The overlap between tests to determine employment status and joint employer status can be confusing. But two recent court cases — one from California and the other from Massachusetts — drew clear lines distinguishing between joint employer versus independent contractor classification analysis, and contingent workforce program managers will want to take note.

California — Williams v. Costco. The Ninth Circuit Court of Appeals in California recently dismissed a claim from a temporary worker who alleged that her staffing firm’s client, Costco, was a joint employer.

In Williams v. Costco Wholesale Corp., Sigrid Williams argued that Costco was liable as a joint employer under California Labor Code § 2810.3 because the staffing firms that hired her — Nichols and Flair — provided workers to perform labor on Costco’s premises.

Williams claimed that although she was hired and paid by the staffing firms, Costco shared their liability for wage and hour violations as a joint employer. The authority for determining joint employment in California is the 2010 case of Martinez v. Combs.

Martinez establishes three alternative definitions for determining whether an entity “employs” an individual. The entity must (1) “exercise control” over the individual’s “wages, hours, or working conditions”; (2) “suffer or permit” the individual to work; or (3) “engage” the individual, creating a common law employment relationship. The district court concluded that Costco was not Williams’ employer under any of these definitions.

On appeal, Williams challenged the court’s conclusions as to the first two definitions.

On the first point, the district court concluded that Costco did not control Williams’ wages, hours, or working conditions. The record showed that the staffing firms hired and paid Williams, scheduled her work on road shows, set the length of her shifts, trained her, and set her sales targets. Williams argued that Costco exercised control over her work, by imposing dress code guidelines, requiring the booth to be staffed at all times, and in one incident in which a Costco manager told her that she could not leave until the last customer had exited the store.

The district court considered, and the Ninth Circuit Court of Appeals agreed, that Williams’ evidence consisted entirely of “activities in the areas of quality control and contract compliance” insufficient to establish that entity as a joint employer. The fact that Williams interacted directly with Costco staff without any of the staffing firms’ managers present does not alone establish that Costco controlled Williams’ work.

-----

From the text on joint employer status above, list each thing the record showed the staffing firms did for Williams.

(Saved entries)
-----

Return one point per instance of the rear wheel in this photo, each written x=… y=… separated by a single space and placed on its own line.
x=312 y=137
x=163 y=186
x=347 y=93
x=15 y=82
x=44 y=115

-----

● Written answer:
- Hired her
- Paid her
- Scheduled her work on road shows
- Set the length of her shifts
- Trained her
- Set her sales targets